### To do
Quote the commit diff below word for word, beginning at "data, err := latest.Codec.Encode(pod)" and continuing through "networkPlugin teardown error.".

# Excerpted passage start

Revert "Gracefully delete pods from the Kubelet"

2025-09-15 14:14:39 +00:00 · 2015-06-02 23:40:05 +02:00
parent 52e5df7ebb
commit 98115facfd
66 changed files with 233 additions and 860 deletions
--- a/pkg/kubelet/dockertools/manager.go
+++ b/pkg/kubelet/dockertools/manager.go
@@ -54,17 +54,8 @@ const (

 	maxReasonCacheEntries = 200

-	// In order to avoid unnecessary SIGKILLs, give every container a minimum grace
-	// period after SIGTERM. Docker will guarantee the termination, but SIGTERM is
-	// potentially dangerous.
-	// TODO: evaluate whether there are scenarios in which SIGKILL is preferable to
-	// SIGTERM for certain process types, which may justify setting this to 0.
-	minimumGracePeriodInSeconds = 2
-
-	kubernetesNameLabel                   = "io.kubernetes.pod.name"
-	kubernetesPodLabel                    = "io.kubernetes.pod.data"
-	kubernetesTerminationGracePeriodLabel = "io.kubernetes.pod.terminationGracePeriod"
-	kubernetesContainerLabel              = "io.kubernetes.container.name"
+	kubernetesPodLabel       = "io.kubernetes.pod.data"
+	kubernetesContainerLabel = "io.kubernetes.container.name"
 )

 // DockerManager implements the Runtime interface.
@@ -573,19 +564,12 @@ func (dm *DockerManager) runContainer(
 	if len(containerHostname) > hostnameMaxLen {
 		containerHostname = containerHostname[:hostnameMaxLen]
 	}
-
-	// Pod information is recorded on the container as labels to preserve it in the event the pod is deleted
-	// while the Kubelet is down and there is no information available to recover the pod. This includes
-	// termination information like the termination grace period and the pre stop hooks.
-	// TODO: keep these labels up to date if the pod changes
 	namespacedName := types.NamespacedName{pod.Namespace, pod.Name}
 	labels := map[string]string{
-		kubernetesNameLabel: namespacedName.String(),
-	}
-	if pod.Spec.TerminationGracePeriodSeconds != nil {
-		labels[kubernetesTerminationGracePeriodLabel] = strconv.FormatInt(*pod.Spec.TerminationGracePeriodSeconds, 10)
+		"io.kubernetes.pod.name": namespacedName.String(),
 	}
 	if container.Lifecycle != nil && container.Lifecycle.PreStop != nil {
+		glog.V(1).Infof("Setting preStop hook")
 		// TODO: This is kind of hacky, we should really just encode the bits we need.
 		data, err := latest.Codec.Encode(pod)
 		if err != nil {
@@ -1048,12 +1032,12 @@ func (dm *DockerManager) PortForward(pod *kubecontainer.Pod, port uint16, stream
 }

 // Kills all containers in the specified pod
-func (dm *DockerManager) KillPod(pod *api.Pod, runningPod kubecontainer.Pod) error {
+func (dm *DockerManager) KillPod(pod kubecontainer.Pod) error {
 	// Send the kills in parallel since they may take a long time. Len + 1 since there
 	// can be Len errors + the networkPlugin teardown error.
-	errs := make(chan error, len(runningPod.Containers)+1)

# Excerpted passage end
# Data provided start

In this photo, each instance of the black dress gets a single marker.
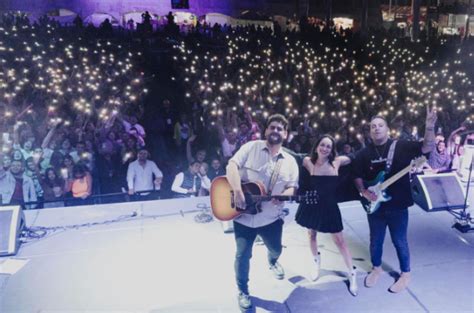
(325, 216)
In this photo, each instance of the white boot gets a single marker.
(352, 275)
(315, 269)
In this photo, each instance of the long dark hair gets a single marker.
(314, 153)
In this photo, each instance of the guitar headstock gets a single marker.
(311, 197)
(418, 162)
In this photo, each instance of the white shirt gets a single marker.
(140, 178)
(255, 163)
(140, 129)
(178, 181)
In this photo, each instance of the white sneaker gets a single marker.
(352, 275)
(317, 268)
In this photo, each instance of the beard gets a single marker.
(275, 139)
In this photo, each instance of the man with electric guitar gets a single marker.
(275, 176)
(387, 198)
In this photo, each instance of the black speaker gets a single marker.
(437, 192)
(11, 219)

# Data provided end

### Finished exercise
data, err := latest.Codec.Encode(pod)
 		if err != nil {
@@ -1048,12 +1032,12 @@ func (dm *DockerManager) PortForward(pod *kubecontainer.Pod, port uint16, stream
 }

 // Kills all containers in the specified pod
-func (dm *DockerManager) KillPod(pod *api.Pod, runningPod kubecontainer.Pod) error {
+func (dm *DockerManager) KillPod(pod kubecontainer.Pod) error {
 	// Send the kills in parallel since they may take a long time. Len + 1 since there
 	// can be Len errors + the networkPlugin teardown error.